- Exercise prompt
Rewrite every line of the rows below as one numbered list, skipping any blank lines. Leave the pictures out of your answer.
====
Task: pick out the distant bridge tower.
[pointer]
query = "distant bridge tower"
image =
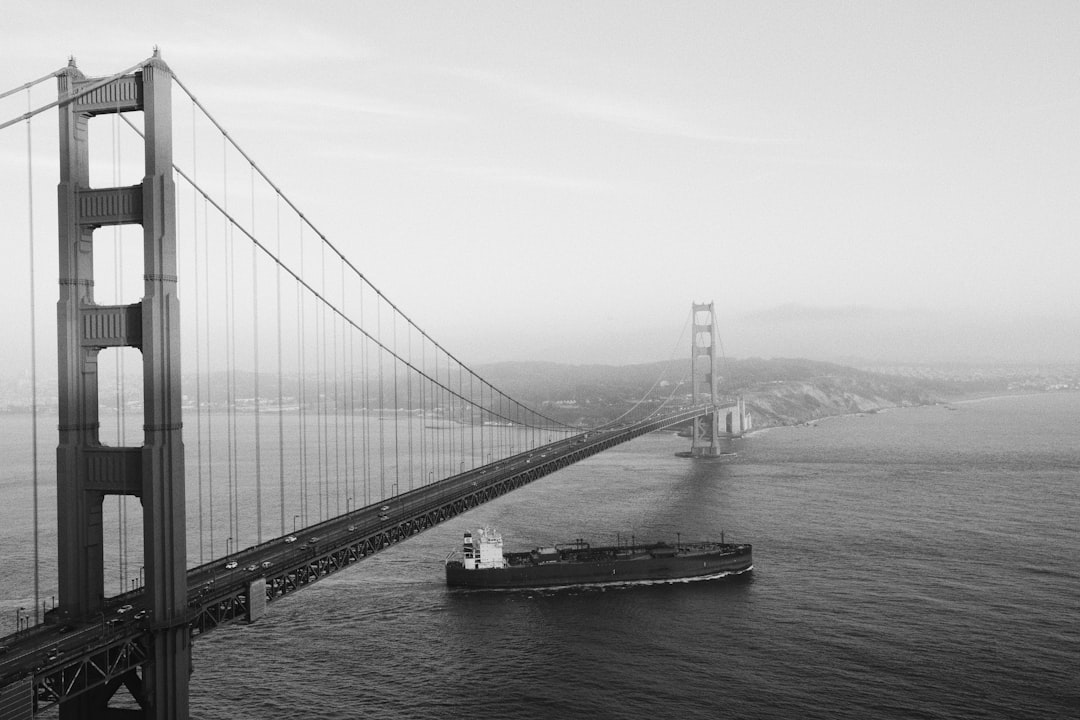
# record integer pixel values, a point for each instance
(86, 471)
(705, 440)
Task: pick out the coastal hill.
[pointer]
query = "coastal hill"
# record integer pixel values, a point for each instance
(777, 392)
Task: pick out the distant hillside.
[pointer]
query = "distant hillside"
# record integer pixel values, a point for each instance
(778, 392)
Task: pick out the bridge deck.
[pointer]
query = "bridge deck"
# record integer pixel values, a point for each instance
(64, 661)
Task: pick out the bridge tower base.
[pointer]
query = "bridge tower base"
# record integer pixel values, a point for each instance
(705, 440)
(86, 470)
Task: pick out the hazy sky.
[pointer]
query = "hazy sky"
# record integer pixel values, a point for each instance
(559, 180)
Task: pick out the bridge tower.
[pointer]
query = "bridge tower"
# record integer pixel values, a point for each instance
(86, 470)
(705, 440)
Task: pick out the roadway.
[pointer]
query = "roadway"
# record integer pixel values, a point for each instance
(218, 593)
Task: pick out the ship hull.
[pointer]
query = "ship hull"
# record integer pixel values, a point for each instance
(604, 570)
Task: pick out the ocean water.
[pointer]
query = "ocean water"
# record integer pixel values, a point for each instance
(921, 562)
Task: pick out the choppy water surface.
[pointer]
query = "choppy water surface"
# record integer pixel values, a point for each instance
(914, 564)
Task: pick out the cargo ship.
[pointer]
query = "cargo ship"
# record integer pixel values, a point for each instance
(483, 564)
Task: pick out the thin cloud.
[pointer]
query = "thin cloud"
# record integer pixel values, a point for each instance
(488, 173)
(630, 114)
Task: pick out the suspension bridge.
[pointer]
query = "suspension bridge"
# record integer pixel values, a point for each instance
(320, 423)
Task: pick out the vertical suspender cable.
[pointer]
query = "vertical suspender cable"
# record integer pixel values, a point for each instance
(281, 415)
(229, 390)
(409, 415)
(382, 445)
(320, 395)
(301, 356)
(258, 399)
(397, 460)
(34, 367)
(337, 416)
(366, 408)
(194, 230)
(210, 404)
(320, 388)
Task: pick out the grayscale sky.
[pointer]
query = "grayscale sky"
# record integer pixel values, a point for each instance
====
- Output of the exercise
1. Task: pick out the distant bridge tower.
2. [pointer]
3. query = "distant bridge tower"
4. image =
5. # record integer pixel values, a point for each instance
6. (86, 471)
7. (705, 440)
8. Task: pick out the coastal hill.
9. [pointer]
10. query = "coastal hill"
11. # record integer pixel values, a point for each instance
12. (777, 392)
13. Task: pick out the distant hillside.
14. [pointer]
15. query = "distant hillside"
16. # record integer pixel values, a point for each instance
17. (778, 392)
18. Task: pick out the bridge deck.
19. [pointer]
20. query = "bridge deck"
21. # record integer pixel values, a point for each instance
22. (64, 661)
23. Task: pick out the bridge tower base.
24. [pointer]
25. query = "bridge tower base"
26. # record integer pixel values, a point for each instance
27. (705, 440)
28. (86, 470)
29. Task: pick out the hazy sky.
30. [pointer]
31. query = "hazy sky"
32. # record integer pixel values, a point for each instance
33. (559, 180)
34. Task: pick out the bridge tower.
35. [pointer]
36. query = "bridge tower"
37. # record integer pixel values, a point for each instance
38. (86, 470)
39. (705, 440)
40. Task: pick out the roadway.
41. [pointer]
42. query = "roadway"
43. # record integer pixel values, a point for each instance
44. (218, 593)
45. Task: pick out the ship hull.
46. [pointer]
47. query = "ship hull"
48. # record integer pixel values, a point for each instance
49. (604, 570)
50. Task: pick out the ocean water.
51. [pointer]
52. query = "ocean water"
53. # record integer pixel values, a point for each instance
54. (921, 562)
55. Task: pick out the choppy water surface.
56. [pointer]
57. query = "choppy water surface"
58. # record integer pixel values, a point for each instance
59. (914, 564)
60. Task: pick out the cargo ship.
61. [pointer]
62. query = "cargo ship"
63. # record integer pixel values, a point for each instance
64. (483, 564)
65. Task: pick out the thin cloud.
66. [pointer]
67. query = "thin cloud"
68. # record integer pixel values, a point for each instance
69. (488, 173)
70. (630, 114)
71. Task: pick out the suspension bridge.
72. [pointer]
73. query = "suspension bridge"
74. # record integer pixel values, a point for each instance
75. (320, 423)
76. Task: pick out the vertical suspender cable.
77. [pointer]
78. query = "vertical suspender cable"
79. # record integer pixel values, a point for each instance
80. (281, 415)
81. (229, 390)
82. (409, 415)
83. (382, 445)
84. (320, 395)
85. (301, 356)
86. (258, 399)
87. (397, 460)
88. (34, 367)
89. (337, 416)
90. (366, 408)
91. (194, 230)
92. (210, 404)
93. (320, 388)
94. Task: pick out the grayscale sky.
95. [pointer]
96. query = "grayscale sky"
97. # record integer pixel values, a point for each instance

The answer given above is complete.